#### Work required:
Gather every line from the entries below that includes "monitor".

#### Data for processing:
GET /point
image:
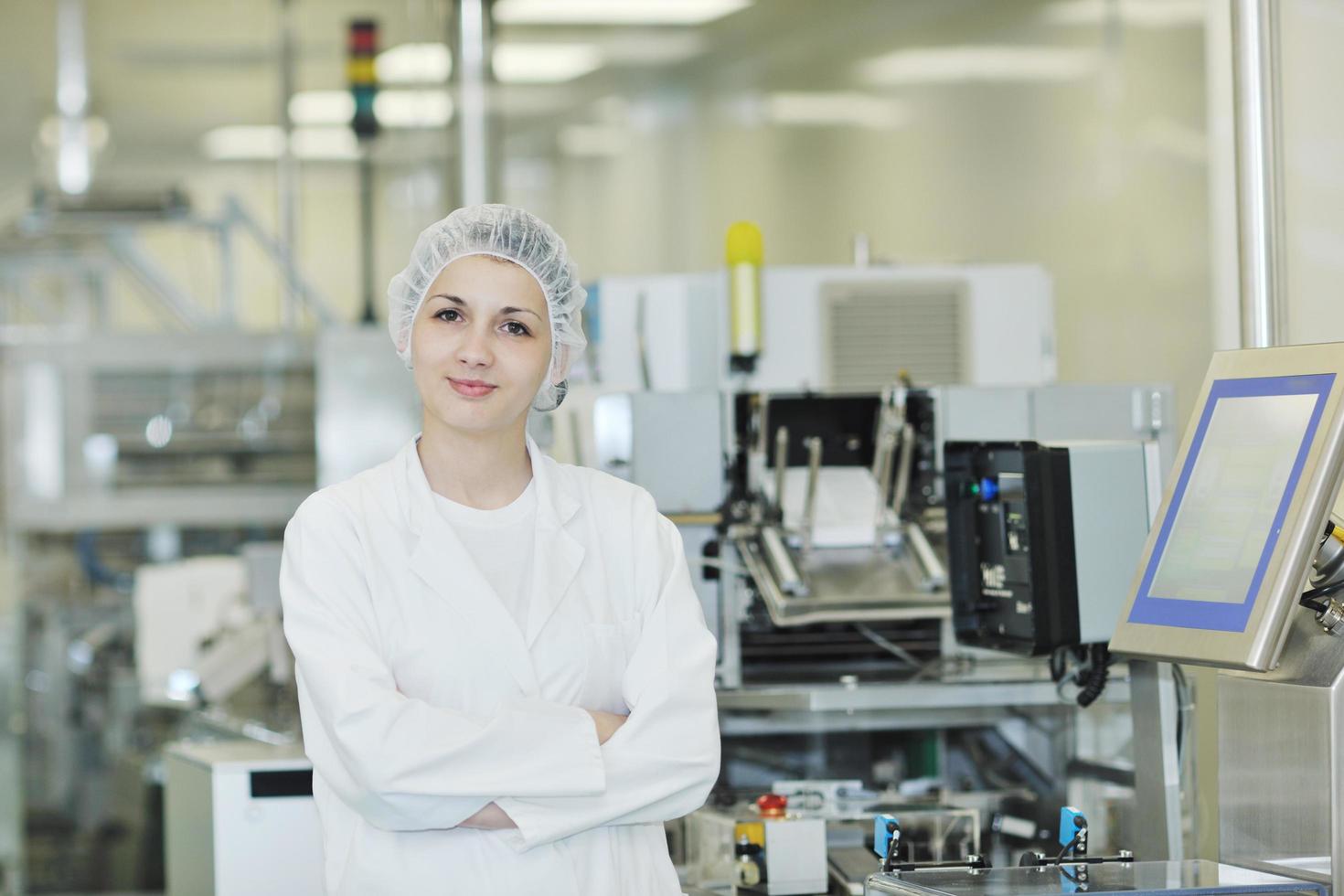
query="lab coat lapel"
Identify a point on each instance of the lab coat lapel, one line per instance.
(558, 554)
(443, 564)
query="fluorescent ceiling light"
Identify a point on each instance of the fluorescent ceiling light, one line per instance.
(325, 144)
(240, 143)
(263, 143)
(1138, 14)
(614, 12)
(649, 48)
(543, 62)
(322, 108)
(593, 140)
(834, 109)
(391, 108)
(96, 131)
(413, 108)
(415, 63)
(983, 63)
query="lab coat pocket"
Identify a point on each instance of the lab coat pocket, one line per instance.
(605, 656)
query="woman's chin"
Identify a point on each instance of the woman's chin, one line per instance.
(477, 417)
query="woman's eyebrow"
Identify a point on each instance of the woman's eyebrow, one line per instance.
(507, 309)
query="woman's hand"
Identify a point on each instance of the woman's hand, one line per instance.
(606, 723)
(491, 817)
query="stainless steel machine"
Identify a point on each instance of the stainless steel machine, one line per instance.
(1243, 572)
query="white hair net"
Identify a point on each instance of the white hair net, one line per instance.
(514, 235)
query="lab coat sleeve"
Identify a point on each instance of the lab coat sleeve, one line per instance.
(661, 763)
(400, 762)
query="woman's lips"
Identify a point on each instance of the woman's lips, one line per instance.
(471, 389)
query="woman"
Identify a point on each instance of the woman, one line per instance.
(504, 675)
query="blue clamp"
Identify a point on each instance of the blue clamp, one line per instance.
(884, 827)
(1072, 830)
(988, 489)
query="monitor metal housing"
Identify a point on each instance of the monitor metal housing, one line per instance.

==

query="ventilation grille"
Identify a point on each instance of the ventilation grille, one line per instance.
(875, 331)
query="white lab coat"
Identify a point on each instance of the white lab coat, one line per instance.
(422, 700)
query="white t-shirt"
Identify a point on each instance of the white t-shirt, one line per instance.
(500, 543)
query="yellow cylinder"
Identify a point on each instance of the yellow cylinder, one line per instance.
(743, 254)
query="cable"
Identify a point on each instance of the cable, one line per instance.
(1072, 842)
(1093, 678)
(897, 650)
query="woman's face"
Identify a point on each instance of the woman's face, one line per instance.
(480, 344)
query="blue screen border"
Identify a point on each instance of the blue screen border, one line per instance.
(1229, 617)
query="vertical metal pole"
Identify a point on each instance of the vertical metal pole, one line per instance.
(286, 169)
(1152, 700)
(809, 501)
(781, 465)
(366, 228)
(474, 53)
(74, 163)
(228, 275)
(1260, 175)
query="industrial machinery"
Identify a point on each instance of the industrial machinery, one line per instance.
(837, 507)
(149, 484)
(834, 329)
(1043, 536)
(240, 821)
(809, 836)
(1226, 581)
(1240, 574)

#### Result below:
query="monitor metal housing"
Identify a point on each instance of the monitor metal housing, one line per instance.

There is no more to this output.